> _Kutipan yang Diberikan_
Oleh : Mohammad Danial Royyan, Ketua Tanfidziyah PCNU Kendal
I. MUQADDIMAH
Peranan imam dan khathib dalam penyelenggaraan shalat jum’ah dan shalat jama’ah yang lain menjadi sangat penting, karena kedua jabatan tersebut merupakan bagian yang menjadikan jama’ah menjadi sah dan sempurna. Jama’ah memiliki hikmah yang besar, karena orang yang shalatnya kurang sempurna, apabila dia berjama’ah maka shalatnya bisa berubah menjadi sah.
Oleh karena itu, orang yang akan menjadi imam dan khathib haruslah orang yang mengetahui syarat rukun shalat dan mengetahui juga tatacara berjama’ah, di samping memenuhi persyaratan menjadi imam dan khathib. Sementara dalam kenyataan di lapangan masih banyak ditemukan seorang yang menjadi imam tetapi bacaan fatihahnya belum benar dan belum fasih, dan masih banyak pula ditemukan seorang yang menjadi khathib dalam jum’ah, tetapi dia belum mengetahui syarat rukun khuthbah, belum dapat membedakan antara khuthbah dan pidato atau ceramah.
Uraian di atas, menggambarkan karakteristik atau sifat-sifat imam dan khathib yang bersifat teknis atau bersifat kaifiyat. Ada hal-hal lain yang harus dipenuhi oleh orang yang menjadi imam dan khathib selain kaifiyat, yaitu harus memiliki akhlakul karimah dan keteladanan bagi segenap makmumnya. Tidaklah pantas seorang yang menjadi imam atau khathib berkata tidak senonoh atau kotor di luar shalat, atau berpakaian yang tidak mencerminkan kesopanan baik di dalam shalat atau di luar shalat kecuali dalam keadaan tertentu yang membolehkannya, seperti ketika bekerja, tidur dan sebagainya.
II. KEWENANGAN MEMILIH IMAM DAN KHATHIB
Imam Mawardi dalam kitabnya Al-Ahkamus Sulthaniyah1 membagi imamah menjadi tiga bagian:
- Imamah dalam shalat lima waktu
- Imamah dalam shalat jum’ah
- Imamah dalam shalat-shalat sunnah.
Selanjutnya masjid ada dua : masjid negara dan masjid umum. Maka menurut Imam Mawardi, jabatan imam di masjid negara haruslah berdasarkan penunjukan oleh Sulthan (pemerintah). Dan orang yang ditunjuk oleh Sulthan adalah orang yang paling berhak menjadi imam dibanding orang lain. Dan jika imam yang utama berhalangan hadir, maka dapat digantikan oleh orang lain yang memperoleh izin dari Sulthan atau disetujui oleh orang banyak. Sedangkan jabatan imam di masjid umum maka tidak harus berdasarkan penunjukan sulthan, tetapi berdasarkan kesepakatan orang banyak.

> _Yang Harus Dikerjakan_
a – Kutip persis sebagian tulisan tentang imam dan khathib, mulai pada kata-kata yang memuat "Oleh : Mohammad" dan berhenti setelah "berubah menjadi sah.".
b – Menurut tulisan tentang imam dan khathib, atas dasar apa jabatan imam di masjid umum ditetapkan?
c – Tuliskan lanjutan tulisan tentang imam dan khathib, dimulai setelah kalimat terakhir yang ditampilkan.

> _Data hasil ekstraksi_

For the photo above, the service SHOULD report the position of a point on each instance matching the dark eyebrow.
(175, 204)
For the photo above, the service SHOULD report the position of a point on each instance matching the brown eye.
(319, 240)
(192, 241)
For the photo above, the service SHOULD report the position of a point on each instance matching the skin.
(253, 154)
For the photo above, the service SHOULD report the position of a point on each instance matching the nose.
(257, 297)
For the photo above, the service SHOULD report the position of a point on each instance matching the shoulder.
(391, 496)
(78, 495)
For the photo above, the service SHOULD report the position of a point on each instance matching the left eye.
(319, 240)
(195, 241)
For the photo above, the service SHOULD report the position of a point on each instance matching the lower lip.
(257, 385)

---

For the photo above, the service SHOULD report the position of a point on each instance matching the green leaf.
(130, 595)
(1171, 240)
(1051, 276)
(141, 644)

> _Hasil Pengerjaan_
a –
Oleh : Mohammad Danial Royyan, Ketua Tanfidziyah PCNU Kendal
I. MUQADDIMAH
Peranan imam dan khathib dalam penyelenggaraan shalat jum’ah dan shalat jama’ah yang lain menjadi sangat penting, karena kedua jabatan tersebut merupakan bagian yang menjadikan jama’ah menjadi sah dan sempurna. Jama’ah memiliki hikmah yang besar, karena orang yang shalatnya kurang sempurna, apabila dia berjama’ah maka shalatnya bisa berubah menjadi sah.

b – Jabatan imam di masjid umum ditetapkan berdasarkan kesepakatan orang banyak.

c –
Imam Fakhruddin Ar-Razi dan Imam Izzuddin bin Abdissalam dulu menjadi imam utama di masjid jami’ Herat, Damaskus dan Mesir karena ditunjuk oleh Sulthan dan Khalifah pada waktu itu. Oleh karena itu, pemimpin sebuah negara atau pemimpin daerah memiliki kewenangan menunjuk imam dan khathib.
III. IMAMAH DAN IMAM
A. PENGERTIAN IMAMAH DAN IMAM
Imamah adalah sifat kepemimpinan yang disandang oleh imam, imamah ada dua:
- Imamah Kubro
- Imamah Shughro
Imamah Kubro adalah kepemimpinan yang menjadikan sang Imam memiliki tasharruf ‘amm (kewenangan penuh) atas seluruh makhluk di sebuah negara.
Imamah Kubro dapat diartikan sebagai kepemimpinan dalam kenegaraan atau pemerintahan. Dan orang yang termasuk dalam pengertian ini adalah : Khalifah, Sulthan, Presiden, Raja, Ratu, Kaisar, Yang dipertuan Agung dan sebagainya.
Imam Mawardi mengatakan\( ^2 \):
الامامة موضوعة لخلافة النبوة في حراسة الدين وسياسة الدنيا
Artinya : Imamah itu dibuat untuk mewakili kenabian dalam memelihara agama dan mengatur dunia. Sedangkan yang dimaksud dengan Imamah Shugro ialah kepemimpinan dalam jamaah shalat, yaitu keterikatan antara shalat orang yang menjadi makmum dengan shalat imam.
B. SYARAT-SYARAT MENJADI IMAM
Syarat-syarat orang yang dapat menjadi imam dalam jama’ah shalat di antaranya:
- Islam. Orang kafir tidak boleh menjadi imam, demikian juga orang yang diragukan keislamannya tidak boleh menjadi imam menurut sebagian ulama madzhab.
- Aqil. Orang gila secara permanen (terus menerus) tidak boleh menjadi imam samasekali. Orang gila secara temporer (kadang-kadang) boleh menjadi imam ketika sedang tidah kambuh penyakit gilanya.
- Baligh. Anak yang sudah mumayyiz tetapi belum baligh tidak boleh menjadi imam meskipun bacaan fatifahnya fasih, kecuali ada dua orang : yang satu mumayyiz yang bacaannya baik, satunya lagi orang dewasa yang tidak mampu membaca fatihah, maka mumayyiz boleh menjadi imam.
- Lelaki. Banci dan perempuan tidak boleh menjadi imam bagi makmum laki-laki. Tetapi boleh menjadi imam apabila makmumnya banci atau perempuan.
- Suci dari hadats dan najis. Apabila imam berhadats atau terkena najis maka batallah shalat seluruh makmum apabila dia mengetahui, dan wajib i’adah shalat.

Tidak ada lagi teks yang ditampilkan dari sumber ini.